→ Text excerpt
--------------------
In November, 2004, the Company completed a private placement of 1,811,429 units, each unit consisting of one share of common stock and a five-year warrant to purchase one additional share of common stock at a purchase price of $3.75 per share. The per-unit price was $2.50 (i.e., raising a gross total of $4,528,573). The Company used two agents in completing the sale of the units in the November 2004 private placement. As a fee, the Company paid the agents an aggregate of $362,286 in cash, and issued the agents fully-vested five-year warrants to purchase up to 181,143 units for an exercise price of $2.50 per unit. In addition, the Company incurred legal fees and other expenses of $70,898 related to this private placement.
--------------------
→ Supplied data

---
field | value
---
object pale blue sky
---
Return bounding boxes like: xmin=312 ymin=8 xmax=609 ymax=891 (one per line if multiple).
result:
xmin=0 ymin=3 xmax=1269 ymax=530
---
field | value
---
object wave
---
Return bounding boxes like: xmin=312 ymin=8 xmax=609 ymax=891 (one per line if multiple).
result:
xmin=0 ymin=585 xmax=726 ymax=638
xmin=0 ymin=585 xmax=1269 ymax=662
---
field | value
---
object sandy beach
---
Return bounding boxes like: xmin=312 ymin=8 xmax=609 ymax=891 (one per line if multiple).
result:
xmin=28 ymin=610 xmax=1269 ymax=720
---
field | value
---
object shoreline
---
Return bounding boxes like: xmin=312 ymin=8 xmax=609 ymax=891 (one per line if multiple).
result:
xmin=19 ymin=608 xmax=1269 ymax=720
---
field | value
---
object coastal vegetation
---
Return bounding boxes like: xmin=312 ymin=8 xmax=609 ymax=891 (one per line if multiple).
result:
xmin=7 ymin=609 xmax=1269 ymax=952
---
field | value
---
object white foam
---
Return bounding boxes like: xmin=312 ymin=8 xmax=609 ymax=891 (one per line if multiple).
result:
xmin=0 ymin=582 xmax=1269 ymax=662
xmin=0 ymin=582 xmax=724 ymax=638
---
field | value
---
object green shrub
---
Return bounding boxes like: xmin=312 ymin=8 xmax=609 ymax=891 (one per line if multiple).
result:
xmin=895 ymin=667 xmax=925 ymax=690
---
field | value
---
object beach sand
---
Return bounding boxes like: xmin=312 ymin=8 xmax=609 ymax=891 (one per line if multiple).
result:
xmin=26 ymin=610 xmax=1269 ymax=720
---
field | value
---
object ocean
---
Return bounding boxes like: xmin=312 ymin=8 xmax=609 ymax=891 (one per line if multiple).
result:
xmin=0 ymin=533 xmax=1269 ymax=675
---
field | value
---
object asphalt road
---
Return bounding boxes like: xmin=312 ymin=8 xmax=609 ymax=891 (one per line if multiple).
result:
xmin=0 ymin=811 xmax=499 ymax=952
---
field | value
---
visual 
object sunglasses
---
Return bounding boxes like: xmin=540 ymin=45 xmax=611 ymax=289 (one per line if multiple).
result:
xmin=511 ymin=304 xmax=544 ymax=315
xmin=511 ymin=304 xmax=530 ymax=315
--------------------
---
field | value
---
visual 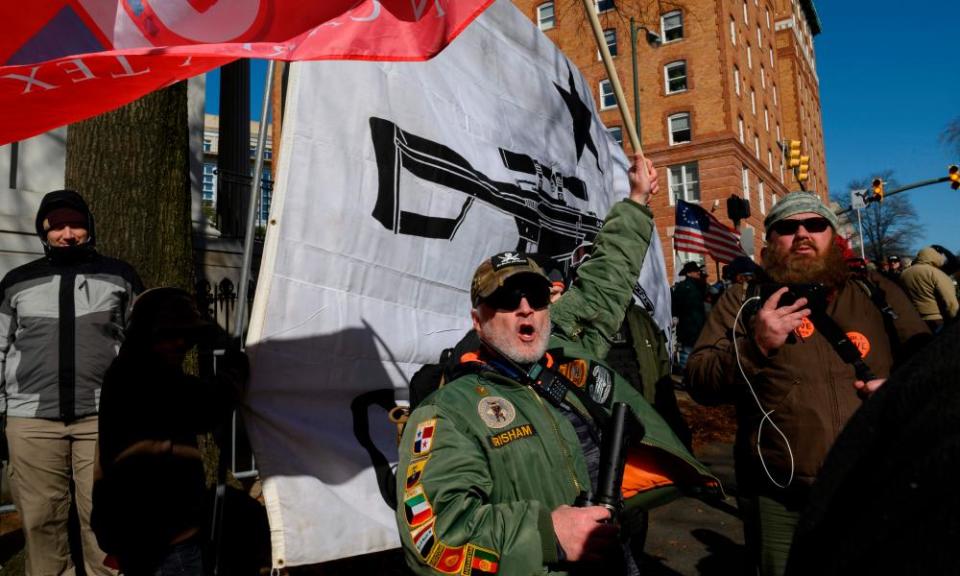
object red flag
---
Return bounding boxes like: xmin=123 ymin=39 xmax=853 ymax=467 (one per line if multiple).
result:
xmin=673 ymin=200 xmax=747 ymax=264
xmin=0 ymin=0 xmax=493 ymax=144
--------------------
→ To be done
1) Output the passage of the private placement text between "In November, 2004, the" and "this private placement.", inclusive, copied word for word.
2) Pick out every line in the rows that contains the word "object" and copy each one unchanged.

→ Answers to the exercises
1)
In November, 2004, the Company completed a private placement of 1,811,429 units, each unit consisting of one share of common stock and a five-year warrant to purchase one additional share of common stock at a purchase price of $3.75 per share. The per-unit price was $2.50 (i.e., raising a gross total of $4,528,573). The Company used two agents in completing the sale of the units in the November 2004 private placement. As a fee, the Company paid the agents an aggregate of $362,286 in cash, and issued the agents fully-vested five-year warrants to purchase up to 181,143 units for an exercise price of $2.50 per unit. In addition, the Company incurred legal fees and other expenses of $70,898 related to this private placement.

2)
object pale blue sky
object wave
object sandy beach
object shoreline
object coastal vegetation
object white foam
object green shrub
object beach sand
object ocean
object asphalt road
object sunglasses
object red flag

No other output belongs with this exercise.